* **SET EXERCISE**
Pull out every line in the records below that contains the word "glow", matching case.

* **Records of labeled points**
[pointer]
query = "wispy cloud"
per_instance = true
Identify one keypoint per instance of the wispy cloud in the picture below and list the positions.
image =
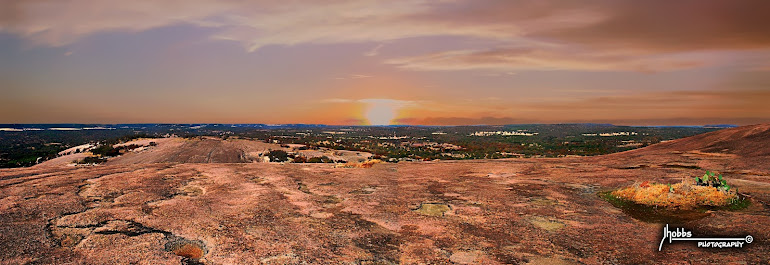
(354, 76)
(563, 58)
(374, 51)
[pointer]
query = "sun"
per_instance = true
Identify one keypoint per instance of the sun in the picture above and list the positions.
(381, 111)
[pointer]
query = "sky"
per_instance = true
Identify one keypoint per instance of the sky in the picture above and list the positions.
(437, 62)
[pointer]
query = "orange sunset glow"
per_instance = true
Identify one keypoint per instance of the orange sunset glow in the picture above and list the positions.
(385, 62)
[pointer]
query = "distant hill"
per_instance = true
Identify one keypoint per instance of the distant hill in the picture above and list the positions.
(747, 141)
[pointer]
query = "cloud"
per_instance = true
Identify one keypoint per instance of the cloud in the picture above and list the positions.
(561, 58)
(354, 76)
(374, 51)
(528, 34)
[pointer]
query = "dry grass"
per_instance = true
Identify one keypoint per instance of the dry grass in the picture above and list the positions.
(365, 164)
(680, 195)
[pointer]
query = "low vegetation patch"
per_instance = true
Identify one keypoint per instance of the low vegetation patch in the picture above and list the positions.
(698, 194)
(365, 164)
(709, 190)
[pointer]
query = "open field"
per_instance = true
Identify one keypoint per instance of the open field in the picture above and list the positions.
(510, 211)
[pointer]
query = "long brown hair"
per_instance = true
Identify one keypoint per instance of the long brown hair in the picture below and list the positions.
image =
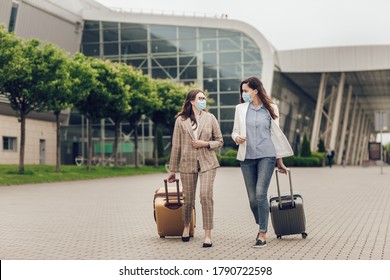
(255, 83)
(186, 110)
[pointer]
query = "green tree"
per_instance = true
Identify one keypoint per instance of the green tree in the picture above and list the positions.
(55, 88)
(160, 143)
(23, 71)
(321, 146)
(305, 148)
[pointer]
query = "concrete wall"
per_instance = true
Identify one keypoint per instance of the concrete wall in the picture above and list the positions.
(36, 130)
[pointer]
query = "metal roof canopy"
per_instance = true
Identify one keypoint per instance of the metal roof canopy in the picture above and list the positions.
(372, 88)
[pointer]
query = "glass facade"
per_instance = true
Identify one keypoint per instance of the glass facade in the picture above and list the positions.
(216, 60)
(296, 109)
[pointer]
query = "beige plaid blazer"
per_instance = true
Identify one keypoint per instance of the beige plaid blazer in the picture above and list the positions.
(184, 157)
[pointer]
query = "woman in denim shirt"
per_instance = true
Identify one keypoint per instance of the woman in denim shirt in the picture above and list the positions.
(256, 152)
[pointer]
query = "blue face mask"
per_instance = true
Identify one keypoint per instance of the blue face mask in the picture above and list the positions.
(246, 96)
(201, 105)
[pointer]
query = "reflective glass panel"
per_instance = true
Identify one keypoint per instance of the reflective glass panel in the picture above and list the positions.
(129, 34)
(91, 25)
(210, 84)
(110, 35)
(92, 36)
(162, 46)
(187, 45)
(91, 49)
(230, 98)
(229, 57)
(187, 32)
(163, 32)
(230, 85)
(135, 47)
(111, 49)
(188, 73)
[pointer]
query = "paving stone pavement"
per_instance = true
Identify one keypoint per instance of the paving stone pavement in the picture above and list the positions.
(347, 214)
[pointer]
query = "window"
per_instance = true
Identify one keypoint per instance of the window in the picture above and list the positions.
(9, 143)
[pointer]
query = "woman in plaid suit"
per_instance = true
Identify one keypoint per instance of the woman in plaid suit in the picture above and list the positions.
(196, 136)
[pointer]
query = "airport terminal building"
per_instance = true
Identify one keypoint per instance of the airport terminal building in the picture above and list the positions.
(328, 93)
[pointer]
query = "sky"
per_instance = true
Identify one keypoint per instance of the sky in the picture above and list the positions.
(289, 24)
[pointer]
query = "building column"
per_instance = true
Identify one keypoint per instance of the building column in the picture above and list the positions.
(344, 128)
(362, 138)
(318, 112)
(328, 128)
(351, 132)
(356, 135)
(360, 141)
(365, 143)
(336, 117)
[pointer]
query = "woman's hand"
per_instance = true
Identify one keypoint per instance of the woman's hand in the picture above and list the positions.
(240, 139)
(200, 144)
(281, 167)
(171, 177)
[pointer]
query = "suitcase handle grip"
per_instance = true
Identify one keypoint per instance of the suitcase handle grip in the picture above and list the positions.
(291, 190)
(166, 192)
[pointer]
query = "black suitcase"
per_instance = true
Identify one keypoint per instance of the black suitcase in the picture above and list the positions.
(287, 213)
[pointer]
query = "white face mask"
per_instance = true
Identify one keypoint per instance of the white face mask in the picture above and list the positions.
(246, 96)
(201, 104)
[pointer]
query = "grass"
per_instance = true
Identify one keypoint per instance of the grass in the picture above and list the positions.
(9, 174)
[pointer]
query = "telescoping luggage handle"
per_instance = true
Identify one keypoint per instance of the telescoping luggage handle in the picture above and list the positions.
(169, 205)
(291, 191)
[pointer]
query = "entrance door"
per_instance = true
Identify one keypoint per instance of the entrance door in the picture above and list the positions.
(42, 151)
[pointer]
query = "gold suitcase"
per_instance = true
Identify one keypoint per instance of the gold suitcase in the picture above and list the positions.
(168, 205)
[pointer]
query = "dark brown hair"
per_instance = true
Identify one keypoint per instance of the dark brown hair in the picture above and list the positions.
(186, 110)
(255, 83)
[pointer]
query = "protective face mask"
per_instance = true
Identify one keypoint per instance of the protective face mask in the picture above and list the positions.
(201, 105)
(246, 96)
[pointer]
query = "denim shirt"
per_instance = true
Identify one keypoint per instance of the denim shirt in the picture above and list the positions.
(258, 133)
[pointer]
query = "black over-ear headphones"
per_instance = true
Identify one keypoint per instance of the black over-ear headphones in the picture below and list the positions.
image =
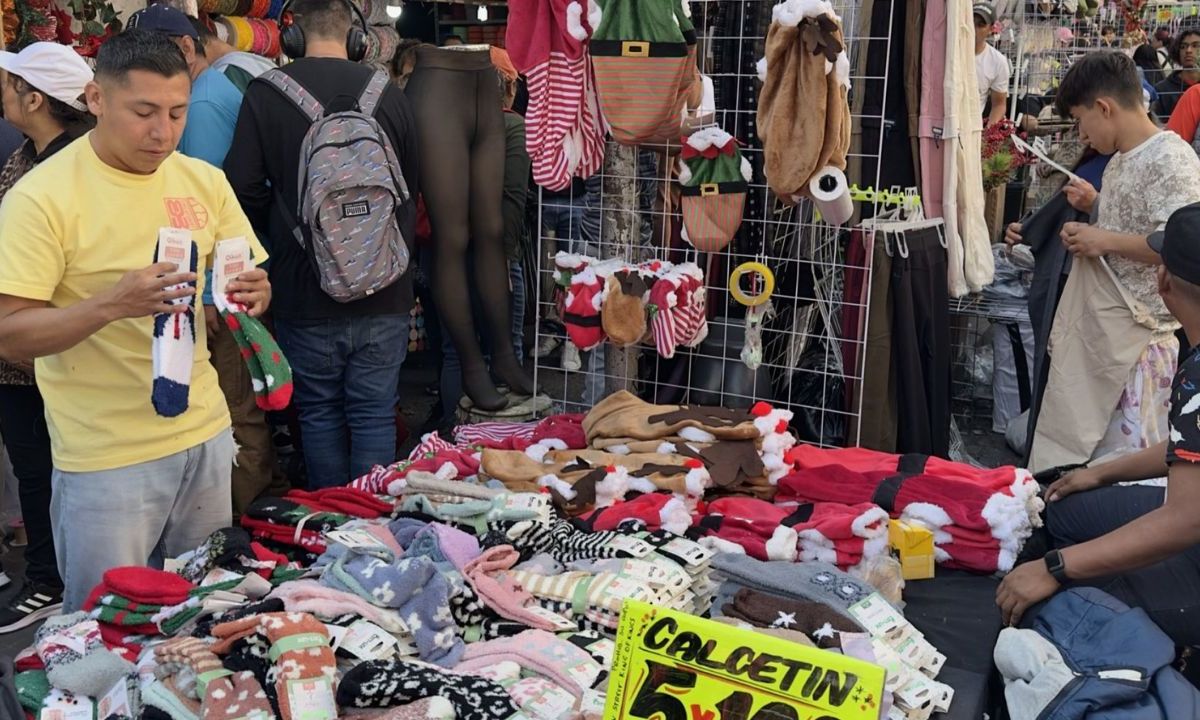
(292, 37)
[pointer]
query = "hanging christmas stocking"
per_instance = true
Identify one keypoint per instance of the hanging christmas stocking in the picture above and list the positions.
(641, 59)
(581, 309)
(713, 177)
(173, 351)
(269, 370)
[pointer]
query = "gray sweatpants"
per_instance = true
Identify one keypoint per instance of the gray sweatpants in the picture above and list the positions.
(138, 515)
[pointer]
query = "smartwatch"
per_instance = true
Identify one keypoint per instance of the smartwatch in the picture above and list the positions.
(1056, 568)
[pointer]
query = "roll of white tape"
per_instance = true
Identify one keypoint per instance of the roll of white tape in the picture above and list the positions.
(831, 195)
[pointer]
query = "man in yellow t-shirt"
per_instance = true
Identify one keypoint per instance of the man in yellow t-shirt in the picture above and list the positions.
(78, 292)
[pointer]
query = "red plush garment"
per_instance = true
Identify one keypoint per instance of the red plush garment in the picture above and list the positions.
(754, 525)
(867, 461)
(265, 529)
(567, 427)
(347, 501)
(148, 586)
(657, 510)
(935, 501)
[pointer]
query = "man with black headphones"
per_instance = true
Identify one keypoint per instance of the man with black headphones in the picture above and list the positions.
(345, 357)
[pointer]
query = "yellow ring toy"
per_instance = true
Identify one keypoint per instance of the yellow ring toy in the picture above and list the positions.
(768, 280)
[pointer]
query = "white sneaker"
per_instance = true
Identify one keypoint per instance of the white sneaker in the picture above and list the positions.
(571, 361)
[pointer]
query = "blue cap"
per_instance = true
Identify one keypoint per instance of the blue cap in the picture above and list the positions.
(163, 19)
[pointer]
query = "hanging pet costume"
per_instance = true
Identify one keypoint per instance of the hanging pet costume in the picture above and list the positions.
(641, 59)
(713, 177)
(803, 112)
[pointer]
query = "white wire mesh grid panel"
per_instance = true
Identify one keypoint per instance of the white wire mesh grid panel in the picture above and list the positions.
(803, 365)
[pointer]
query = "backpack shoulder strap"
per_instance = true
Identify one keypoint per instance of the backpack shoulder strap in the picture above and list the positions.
(294, 91)
(372, 93)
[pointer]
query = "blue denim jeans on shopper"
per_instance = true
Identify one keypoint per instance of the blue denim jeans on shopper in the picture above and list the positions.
(347, 388)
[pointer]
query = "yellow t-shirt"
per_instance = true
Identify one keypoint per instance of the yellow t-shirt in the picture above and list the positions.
(69, 231)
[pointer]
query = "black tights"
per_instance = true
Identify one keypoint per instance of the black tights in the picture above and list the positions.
(456, 102)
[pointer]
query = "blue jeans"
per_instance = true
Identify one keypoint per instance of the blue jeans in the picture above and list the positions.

* **THE SOLUTION**
query = "orange sunset glow"
Identify one keypoint per instance of the orange sunset glow in the picture above and list the positions.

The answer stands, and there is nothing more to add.